_DESCRIPTION OF THE TASK_. Identify every line in the records below that contains the string "grass", and copy each of those lines. Case counts, so only lines with matching capital and lowercase letters qualify.

_THE DATA_.
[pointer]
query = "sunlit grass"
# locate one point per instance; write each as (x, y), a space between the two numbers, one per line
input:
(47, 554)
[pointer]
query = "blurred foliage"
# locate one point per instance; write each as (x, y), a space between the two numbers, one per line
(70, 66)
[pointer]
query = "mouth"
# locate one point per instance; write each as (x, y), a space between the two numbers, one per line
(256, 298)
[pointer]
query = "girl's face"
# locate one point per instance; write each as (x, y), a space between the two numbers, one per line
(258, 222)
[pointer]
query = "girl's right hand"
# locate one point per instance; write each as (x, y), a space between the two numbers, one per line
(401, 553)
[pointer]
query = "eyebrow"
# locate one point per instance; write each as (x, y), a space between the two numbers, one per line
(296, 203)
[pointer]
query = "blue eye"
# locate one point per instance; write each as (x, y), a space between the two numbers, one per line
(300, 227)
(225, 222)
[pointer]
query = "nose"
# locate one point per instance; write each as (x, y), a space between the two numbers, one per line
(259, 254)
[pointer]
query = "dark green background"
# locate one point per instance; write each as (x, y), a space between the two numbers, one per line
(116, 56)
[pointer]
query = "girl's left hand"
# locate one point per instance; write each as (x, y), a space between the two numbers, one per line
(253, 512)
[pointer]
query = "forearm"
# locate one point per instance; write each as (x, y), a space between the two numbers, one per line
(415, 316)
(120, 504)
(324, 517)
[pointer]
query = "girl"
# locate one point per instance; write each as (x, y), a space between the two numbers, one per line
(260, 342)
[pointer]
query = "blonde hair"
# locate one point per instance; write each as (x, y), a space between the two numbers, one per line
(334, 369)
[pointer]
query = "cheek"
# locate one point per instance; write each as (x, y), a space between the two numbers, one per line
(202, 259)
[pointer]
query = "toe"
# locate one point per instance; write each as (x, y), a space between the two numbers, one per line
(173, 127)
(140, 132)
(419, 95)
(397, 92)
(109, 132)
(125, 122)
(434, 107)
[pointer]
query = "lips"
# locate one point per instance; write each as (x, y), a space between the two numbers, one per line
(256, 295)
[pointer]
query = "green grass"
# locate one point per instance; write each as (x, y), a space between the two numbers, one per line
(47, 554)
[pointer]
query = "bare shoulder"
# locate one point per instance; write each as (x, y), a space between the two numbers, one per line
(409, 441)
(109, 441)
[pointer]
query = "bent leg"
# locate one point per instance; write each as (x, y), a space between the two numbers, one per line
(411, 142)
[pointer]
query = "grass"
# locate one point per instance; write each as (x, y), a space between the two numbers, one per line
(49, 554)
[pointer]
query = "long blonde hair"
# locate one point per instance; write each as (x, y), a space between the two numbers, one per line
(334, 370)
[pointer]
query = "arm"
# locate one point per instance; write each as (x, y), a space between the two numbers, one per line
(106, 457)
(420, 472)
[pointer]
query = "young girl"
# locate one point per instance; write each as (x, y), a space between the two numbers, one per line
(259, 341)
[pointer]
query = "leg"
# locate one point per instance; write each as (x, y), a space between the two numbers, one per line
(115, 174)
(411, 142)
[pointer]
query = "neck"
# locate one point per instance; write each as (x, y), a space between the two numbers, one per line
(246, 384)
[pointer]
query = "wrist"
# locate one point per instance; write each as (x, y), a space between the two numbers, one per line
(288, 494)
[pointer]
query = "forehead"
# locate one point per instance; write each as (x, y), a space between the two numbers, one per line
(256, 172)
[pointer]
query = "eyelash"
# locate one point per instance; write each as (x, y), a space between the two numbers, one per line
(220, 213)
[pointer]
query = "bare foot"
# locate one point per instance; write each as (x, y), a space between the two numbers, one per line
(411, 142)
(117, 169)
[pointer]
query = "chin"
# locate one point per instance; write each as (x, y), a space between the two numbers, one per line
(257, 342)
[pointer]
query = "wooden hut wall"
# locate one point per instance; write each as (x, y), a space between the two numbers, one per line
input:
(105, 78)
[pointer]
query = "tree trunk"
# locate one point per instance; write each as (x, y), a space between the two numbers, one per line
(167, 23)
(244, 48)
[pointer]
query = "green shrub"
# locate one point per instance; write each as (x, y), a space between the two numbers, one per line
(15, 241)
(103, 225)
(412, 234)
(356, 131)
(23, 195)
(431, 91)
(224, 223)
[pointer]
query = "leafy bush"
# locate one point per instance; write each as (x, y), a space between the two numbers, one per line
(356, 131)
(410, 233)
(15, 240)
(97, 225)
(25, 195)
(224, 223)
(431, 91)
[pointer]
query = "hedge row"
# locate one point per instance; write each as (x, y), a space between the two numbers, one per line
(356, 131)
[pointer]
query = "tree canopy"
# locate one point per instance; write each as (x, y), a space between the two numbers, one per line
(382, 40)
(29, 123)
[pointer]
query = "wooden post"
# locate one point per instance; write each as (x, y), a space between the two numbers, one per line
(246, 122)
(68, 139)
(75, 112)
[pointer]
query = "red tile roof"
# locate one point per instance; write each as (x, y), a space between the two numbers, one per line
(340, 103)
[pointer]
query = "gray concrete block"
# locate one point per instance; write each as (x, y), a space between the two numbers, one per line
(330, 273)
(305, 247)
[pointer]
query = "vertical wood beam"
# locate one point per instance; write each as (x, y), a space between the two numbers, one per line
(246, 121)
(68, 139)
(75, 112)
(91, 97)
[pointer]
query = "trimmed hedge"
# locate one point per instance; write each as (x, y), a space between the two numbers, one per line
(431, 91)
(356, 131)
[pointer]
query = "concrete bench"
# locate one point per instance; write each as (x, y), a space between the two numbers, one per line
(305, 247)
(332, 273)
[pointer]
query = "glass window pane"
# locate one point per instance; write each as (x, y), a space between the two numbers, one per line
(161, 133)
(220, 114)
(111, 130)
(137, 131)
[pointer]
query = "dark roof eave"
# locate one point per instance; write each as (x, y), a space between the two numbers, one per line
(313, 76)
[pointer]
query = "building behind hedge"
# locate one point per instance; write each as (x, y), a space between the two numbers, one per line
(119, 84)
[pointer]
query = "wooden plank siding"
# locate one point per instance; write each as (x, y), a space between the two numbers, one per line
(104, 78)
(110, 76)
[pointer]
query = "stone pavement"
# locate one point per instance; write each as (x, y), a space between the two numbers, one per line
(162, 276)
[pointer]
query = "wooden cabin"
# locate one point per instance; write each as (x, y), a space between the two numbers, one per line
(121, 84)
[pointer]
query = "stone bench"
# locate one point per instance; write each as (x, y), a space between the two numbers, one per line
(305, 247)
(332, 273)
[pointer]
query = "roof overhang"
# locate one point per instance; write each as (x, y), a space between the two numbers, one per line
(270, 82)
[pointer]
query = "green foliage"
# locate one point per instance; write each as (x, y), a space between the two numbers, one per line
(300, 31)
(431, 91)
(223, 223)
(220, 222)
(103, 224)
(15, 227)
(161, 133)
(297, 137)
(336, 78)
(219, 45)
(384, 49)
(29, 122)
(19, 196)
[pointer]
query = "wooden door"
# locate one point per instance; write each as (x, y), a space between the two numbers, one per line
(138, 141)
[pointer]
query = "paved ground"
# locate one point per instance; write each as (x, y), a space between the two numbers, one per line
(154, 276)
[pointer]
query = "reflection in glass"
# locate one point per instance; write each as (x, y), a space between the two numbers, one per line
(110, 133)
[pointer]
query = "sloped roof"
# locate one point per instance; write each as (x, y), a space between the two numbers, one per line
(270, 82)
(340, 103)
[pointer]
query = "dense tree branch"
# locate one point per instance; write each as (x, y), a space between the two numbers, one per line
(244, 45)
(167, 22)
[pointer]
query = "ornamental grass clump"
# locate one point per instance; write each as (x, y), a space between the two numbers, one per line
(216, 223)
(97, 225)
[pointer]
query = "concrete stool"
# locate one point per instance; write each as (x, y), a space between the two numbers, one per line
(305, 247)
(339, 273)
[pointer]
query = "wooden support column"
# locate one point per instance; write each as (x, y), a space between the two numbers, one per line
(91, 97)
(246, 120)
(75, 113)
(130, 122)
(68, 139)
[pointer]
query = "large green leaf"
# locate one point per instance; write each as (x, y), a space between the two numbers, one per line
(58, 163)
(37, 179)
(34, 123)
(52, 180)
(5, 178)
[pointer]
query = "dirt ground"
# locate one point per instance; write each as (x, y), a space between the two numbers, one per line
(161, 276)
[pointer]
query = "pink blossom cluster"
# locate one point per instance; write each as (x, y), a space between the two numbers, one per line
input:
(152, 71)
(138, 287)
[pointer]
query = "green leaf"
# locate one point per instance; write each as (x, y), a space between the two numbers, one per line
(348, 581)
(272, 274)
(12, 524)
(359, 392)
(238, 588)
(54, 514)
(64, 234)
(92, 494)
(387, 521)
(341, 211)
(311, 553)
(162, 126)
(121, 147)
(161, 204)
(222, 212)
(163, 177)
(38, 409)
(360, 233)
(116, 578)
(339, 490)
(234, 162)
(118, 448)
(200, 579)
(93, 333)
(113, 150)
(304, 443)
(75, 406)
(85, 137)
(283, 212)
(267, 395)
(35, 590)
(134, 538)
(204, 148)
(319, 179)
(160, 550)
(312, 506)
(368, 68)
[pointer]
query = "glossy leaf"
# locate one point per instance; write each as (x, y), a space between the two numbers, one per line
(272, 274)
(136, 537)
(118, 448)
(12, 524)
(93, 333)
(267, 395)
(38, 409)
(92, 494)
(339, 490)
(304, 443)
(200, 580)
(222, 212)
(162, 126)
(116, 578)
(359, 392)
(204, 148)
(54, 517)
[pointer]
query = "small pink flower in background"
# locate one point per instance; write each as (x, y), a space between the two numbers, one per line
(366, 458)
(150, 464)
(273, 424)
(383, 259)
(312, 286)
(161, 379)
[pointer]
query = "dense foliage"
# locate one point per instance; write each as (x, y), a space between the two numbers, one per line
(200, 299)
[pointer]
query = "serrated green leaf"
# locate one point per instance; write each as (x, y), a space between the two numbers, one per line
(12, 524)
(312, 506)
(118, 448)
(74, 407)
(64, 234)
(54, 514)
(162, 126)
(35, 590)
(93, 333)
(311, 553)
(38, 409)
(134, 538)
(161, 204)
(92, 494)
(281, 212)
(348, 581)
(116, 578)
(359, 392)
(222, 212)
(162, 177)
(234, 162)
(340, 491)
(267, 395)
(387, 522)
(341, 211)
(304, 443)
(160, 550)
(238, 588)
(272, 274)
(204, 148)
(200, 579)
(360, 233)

_ANSWER_.
query = "sunlit grass"
query = "green grass"
query = "grass"
query = "ornamental grass clump"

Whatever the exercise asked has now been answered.